What you need to do:
Copy the lines below verbatim, but only from the line containing "Target: cloudy sky" through the end of the data.

Working data:
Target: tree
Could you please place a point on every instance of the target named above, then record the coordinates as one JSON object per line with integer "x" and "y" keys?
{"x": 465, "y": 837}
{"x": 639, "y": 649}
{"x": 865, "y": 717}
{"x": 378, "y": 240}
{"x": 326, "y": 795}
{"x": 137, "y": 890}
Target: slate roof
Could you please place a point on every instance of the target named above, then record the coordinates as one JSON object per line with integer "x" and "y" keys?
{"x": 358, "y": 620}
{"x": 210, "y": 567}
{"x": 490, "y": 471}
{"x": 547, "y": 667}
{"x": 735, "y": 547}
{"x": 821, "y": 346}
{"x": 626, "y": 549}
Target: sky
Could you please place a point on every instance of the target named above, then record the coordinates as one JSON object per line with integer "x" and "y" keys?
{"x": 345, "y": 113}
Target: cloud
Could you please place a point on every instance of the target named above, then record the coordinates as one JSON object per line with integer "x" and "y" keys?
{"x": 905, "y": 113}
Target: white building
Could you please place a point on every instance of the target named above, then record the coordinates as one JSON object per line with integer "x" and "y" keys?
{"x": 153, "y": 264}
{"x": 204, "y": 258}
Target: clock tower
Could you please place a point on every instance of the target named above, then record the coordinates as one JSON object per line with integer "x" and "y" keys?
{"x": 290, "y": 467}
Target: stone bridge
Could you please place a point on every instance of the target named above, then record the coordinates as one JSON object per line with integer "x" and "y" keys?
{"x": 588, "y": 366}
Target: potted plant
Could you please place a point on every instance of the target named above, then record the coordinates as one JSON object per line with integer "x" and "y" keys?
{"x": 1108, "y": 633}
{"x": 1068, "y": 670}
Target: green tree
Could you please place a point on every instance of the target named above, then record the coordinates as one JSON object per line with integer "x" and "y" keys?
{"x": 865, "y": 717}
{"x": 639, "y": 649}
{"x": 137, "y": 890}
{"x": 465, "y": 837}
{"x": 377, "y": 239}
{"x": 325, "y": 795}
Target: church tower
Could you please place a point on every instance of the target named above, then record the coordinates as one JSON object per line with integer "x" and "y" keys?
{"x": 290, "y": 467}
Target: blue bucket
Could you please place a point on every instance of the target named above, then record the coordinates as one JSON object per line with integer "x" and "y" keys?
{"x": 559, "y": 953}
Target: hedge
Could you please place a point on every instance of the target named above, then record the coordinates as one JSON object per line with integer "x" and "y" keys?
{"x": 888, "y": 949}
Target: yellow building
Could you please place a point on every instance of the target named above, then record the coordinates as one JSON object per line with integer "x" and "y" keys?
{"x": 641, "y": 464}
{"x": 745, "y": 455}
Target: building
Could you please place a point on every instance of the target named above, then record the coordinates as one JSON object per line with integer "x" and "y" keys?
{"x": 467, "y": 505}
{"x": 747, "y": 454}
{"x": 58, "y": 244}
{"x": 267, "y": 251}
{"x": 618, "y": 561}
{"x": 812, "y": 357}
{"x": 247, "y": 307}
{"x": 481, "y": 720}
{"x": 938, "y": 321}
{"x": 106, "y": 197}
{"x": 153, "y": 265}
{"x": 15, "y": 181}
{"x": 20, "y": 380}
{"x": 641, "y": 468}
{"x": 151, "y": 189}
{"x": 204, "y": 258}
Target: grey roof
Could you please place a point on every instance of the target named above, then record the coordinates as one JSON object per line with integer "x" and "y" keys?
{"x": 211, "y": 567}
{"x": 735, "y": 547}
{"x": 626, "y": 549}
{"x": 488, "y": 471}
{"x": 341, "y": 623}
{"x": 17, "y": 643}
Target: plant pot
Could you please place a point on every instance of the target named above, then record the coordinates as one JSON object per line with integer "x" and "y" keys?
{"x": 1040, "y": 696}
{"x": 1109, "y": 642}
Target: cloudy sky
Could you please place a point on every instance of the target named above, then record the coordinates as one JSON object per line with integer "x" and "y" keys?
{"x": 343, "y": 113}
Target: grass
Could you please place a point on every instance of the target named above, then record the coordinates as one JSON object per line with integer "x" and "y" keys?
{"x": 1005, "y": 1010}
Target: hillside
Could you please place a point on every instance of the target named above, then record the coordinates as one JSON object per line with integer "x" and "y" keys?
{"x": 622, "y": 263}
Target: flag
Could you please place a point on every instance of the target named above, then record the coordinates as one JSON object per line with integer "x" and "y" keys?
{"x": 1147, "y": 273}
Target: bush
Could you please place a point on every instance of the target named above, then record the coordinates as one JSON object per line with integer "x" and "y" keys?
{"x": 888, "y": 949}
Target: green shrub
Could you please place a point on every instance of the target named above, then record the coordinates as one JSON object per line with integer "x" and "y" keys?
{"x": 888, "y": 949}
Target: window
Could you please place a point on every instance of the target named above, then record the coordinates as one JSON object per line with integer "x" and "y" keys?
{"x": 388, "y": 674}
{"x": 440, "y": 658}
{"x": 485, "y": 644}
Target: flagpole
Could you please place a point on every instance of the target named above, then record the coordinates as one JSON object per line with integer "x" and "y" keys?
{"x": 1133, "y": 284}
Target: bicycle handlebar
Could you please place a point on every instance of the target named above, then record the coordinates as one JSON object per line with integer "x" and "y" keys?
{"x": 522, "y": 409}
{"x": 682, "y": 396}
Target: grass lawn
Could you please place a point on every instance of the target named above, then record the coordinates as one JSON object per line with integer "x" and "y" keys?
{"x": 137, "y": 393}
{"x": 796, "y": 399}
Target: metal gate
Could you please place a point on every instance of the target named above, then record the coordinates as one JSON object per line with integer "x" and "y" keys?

Problem solution:
Target: cloudy sky
Could you please place a point on every instance of the target named above, then record the coordinates as one JSON object per line with integer "x" and "y" keys?
{"x": 343, "y": 113}
Target: grass
Could you please place a point on every instance of the target named above, then record the coordinates as one JSON object per line with integer "x" and "y" keys?
{"x": 1005, "y": 1010}
Target: hillside
Could you please place a point on every instance of the target named above, then record the coordinates as one JSON object per line with integer "x" and "y" keys?
{"x": 622, "y": 263}
Target: flag
Could you please place a point on every instance of the target named above, then record the coordinates as one JSON object per line with integer "x" and "y" keys?
{"x": 1147, "y": 273}
Target: bush
Could you please place a point on every instance of the target named above, then record the coordinates as one JSON object per line with integer "x" and "y" keys?
{"x": 888, "y": 949}
Target: green shrub
Could you please place a point on every instance of the target named above, then record the coordinates as one JSON object per line with integer "x" and "y" keys?
{"x": 888, "y": 949}
Target: window
Could you please place a point on every instance of the target named above, then record the coordinates as one JSON object per line with integer "x" and "y" keys?
{"x": 388, "y": 674}
{"x": 440, "y": 658}
{"x": 485, "y": 644}
Target: flagpole
Could you please place a point on every instance of the target named above, then record the coordinates as one JSON object per line with integer "x" and "y" keys?
{"x": 1133, "y": 284}
Target: bicycle handlebar
Could you please place a point on every instance of the target named above, then record the coordinates as one JSON object per line with integer "x" and "y" keys?
{"x": 522, "y": 409}
{"x": 682, "y": 396}
Target: grass lawn
Could you please place a point on every instance of the target named above, then record the coordinates as one JSON object per line with integer "x" and "y" keys?
{"x": 137, "y": 393}
{"x": 796, "y": 399}
Target: metal gate
Could you please place a point on every instance of the target named above, then record the coordinates as one JSON object per line with integer "x" and "y" keys?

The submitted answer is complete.